WHAT TO DO: Reproduce the lines below without changes, from the first line through the line containing "[(233, 245)]", including both.

RECORDS FOR THE TASK:
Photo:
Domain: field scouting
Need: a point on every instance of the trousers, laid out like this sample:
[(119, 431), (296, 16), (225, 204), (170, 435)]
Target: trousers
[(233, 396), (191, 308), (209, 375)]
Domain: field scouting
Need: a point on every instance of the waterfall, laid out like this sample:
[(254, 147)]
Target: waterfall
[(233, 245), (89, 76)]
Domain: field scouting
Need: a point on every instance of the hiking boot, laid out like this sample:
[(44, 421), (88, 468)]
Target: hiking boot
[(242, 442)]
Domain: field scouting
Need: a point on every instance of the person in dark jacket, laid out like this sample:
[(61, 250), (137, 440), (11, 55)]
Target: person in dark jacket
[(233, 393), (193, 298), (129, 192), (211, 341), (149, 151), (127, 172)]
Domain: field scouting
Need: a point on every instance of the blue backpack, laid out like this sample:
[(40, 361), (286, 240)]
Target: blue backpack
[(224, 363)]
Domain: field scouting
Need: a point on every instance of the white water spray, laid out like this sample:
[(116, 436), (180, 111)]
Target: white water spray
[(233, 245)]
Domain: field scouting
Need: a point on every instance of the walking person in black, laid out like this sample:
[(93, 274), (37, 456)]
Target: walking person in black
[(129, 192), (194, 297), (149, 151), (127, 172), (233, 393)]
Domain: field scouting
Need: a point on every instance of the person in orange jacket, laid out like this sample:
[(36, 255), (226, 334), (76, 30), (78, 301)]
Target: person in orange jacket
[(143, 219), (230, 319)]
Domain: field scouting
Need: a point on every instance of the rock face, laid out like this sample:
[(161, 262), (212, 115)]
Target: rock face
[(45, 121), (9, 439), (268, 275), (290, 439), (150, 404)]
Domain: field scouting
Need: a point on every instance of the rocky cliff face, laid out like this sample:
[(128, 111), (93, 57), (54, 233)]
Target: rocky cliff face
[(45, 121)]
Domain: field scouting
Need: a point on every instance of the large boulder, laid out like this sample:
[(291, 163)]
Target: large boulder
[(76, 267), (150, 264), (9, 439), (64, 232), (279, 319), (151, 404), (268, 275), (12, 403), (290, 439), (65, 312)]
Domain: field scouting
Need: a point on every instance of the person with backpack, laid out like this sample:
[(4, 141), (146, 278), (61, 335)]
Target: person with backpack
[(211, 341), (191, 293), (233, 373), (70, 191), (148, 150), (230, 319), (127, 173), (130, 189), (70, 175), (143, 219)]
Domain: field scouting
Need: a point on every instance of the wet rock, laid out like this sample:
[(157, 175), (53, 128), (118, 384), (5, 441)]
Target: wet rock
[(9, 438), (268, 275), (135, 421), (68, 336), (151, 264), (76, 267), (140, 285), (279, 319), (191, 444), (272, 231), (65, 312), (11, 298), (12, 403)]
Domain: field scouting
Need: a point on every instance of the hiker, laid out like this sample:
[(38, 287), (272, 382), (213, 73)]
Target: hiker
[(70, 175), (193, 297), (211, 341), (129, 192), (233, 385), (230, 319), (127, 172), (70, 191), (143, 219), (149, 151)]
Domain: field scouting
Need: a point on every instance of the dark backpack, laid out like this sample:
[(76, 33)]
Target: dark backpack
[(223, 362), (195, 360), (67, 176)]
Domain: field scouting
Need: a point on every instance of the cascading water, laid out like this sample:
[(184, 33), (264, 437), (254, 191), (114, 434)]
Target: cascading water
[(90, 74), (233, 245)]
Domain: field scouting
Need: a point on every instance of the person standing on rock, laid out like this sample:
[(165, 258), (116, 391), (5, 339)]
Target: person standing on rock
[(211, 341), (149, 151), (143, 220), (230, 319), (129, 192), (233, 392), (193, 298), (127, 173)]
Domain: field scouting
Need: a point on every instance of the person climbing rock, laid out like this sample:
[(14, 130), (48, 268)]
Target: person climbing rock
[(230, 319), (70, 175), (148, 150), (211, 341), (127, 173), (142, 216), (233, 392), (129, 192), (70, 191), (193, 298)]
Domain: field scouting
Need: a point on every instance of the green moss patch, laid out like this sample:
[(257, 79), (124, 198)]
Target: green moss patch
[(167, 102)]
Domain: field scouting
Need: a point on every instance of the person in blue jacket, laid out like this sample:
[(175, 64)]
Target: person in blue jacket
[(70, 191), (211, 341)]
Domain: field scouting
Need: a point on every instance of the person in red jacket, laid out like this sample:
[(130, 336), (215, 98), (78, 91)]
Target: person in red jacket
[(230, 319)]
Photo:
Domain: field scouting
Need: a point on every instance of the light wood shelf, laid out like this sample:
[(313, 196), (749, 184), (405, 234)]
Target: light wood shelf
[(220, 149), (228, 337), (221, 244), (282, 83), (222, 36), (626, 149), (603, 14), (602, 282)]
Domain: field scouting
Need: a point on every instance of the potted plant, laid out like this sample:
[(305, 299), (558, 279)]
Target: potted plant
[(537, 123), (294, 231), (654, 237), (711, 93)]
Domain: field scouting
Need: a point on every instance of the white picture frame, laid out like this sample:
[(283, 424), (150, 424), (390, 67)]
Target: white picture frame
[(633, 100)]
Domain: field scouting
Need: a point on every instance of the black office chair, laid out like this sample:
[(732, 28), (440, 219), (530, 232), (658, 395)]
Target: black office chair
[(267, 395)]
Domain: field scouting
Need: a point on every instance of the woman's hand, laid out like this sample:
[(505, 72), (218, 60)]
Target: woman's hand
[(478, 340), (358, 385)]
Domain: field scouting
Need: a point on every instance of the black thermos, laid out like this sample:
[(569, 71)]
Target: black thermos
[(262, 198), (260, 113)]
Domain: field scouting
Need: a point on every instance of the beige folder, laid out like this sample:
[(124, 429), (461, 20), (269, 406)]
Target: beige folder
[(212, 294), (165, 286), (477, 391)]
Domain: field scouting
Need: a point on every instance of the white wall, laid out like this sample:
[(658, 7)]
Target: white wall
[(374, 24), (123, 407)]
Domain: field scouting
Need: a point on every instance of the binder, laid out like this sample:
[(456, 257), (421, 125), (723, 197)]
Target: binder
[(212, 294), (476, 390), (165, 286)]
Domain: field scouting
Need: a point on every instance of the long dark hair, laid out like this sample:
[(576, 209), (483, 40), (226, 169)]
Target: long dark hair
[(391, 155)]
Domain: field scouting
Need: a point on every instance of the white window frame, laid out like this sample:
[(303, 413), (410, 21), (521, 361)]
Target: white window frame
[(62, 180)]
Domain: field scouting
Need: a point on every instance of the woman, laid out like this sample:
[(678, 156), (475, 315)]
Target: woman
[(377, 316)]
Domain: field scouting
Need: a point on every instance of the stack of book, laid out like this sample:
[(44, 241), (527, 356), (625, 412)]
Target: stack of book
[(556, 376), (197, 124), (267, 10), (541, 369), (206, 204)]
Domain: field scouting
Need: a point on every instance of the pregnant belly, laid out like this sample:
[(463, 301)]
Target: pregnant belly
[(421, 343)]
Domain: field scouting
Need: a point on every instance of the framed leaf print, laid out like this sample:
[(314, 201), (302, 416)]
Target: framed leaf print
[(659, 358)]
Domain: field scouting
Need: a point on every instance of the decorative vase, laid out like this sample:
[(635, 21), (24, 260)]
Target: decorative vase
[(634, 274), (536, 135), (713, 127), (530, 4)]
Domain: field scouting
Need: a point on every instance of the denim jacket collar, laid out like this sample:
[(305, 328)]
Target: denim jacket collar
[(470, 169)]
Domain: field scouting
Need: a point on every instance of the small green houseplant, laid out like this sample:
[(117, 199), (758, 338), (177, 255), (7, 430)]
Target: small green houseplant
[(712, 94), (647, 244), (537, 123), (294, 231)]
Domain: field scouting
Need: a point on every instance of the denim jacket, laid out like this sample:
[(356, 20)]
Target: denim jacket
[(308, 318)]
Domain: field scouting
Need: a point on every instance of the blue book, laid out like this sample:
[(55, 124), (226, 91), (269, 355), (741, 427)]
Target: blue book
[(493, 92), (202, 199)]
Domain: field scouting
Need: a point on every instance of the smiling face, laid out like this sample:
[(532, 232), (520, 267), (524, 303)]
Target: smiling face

TASK ANSWER:
Photo:
Domain: field scouting
Need: a point on every instance of the trousers, laid out like this sample:
[(119, 431), (296, 16), (225, 204), (170, 435)]
Target: trousers
[(233, 396), (191, 308), (209, 375)]
Domain: field scouting
Need: a point on every instance of the waterfall, laid out like this sample:
[(254, 147)]
Target: waterfall
[(233, 245), (89, 76)]
Domain: field scouting
Need: a point on every instance of the hiking boot, laid out like this sample:
[(44, 421), (88, 468)]
Target: hiking boot
[(242, 442)]
Domain: field scouting
Need: a point on every instance of the person in dark jacket, laid out like this sample:
[(61, 250), (137, 440), (11, 55)]
Target: person in dark jacket
[(233, 393), (193, 298), (129, 192), (211, 341), (149, 151), (127, 172)]
Domain: field scouting
Need: a point on every instance of the blue backpack, laid out like this sample:
[(40, 361), (286, 240)]
Target: blue backpack
[(224, 363)]
Domain: field scouting
Need: a point on every instance of the white water spray, laid out like this sample:
[(116, 436), (180, 111)]
Target: white water spray
[(233, 245)]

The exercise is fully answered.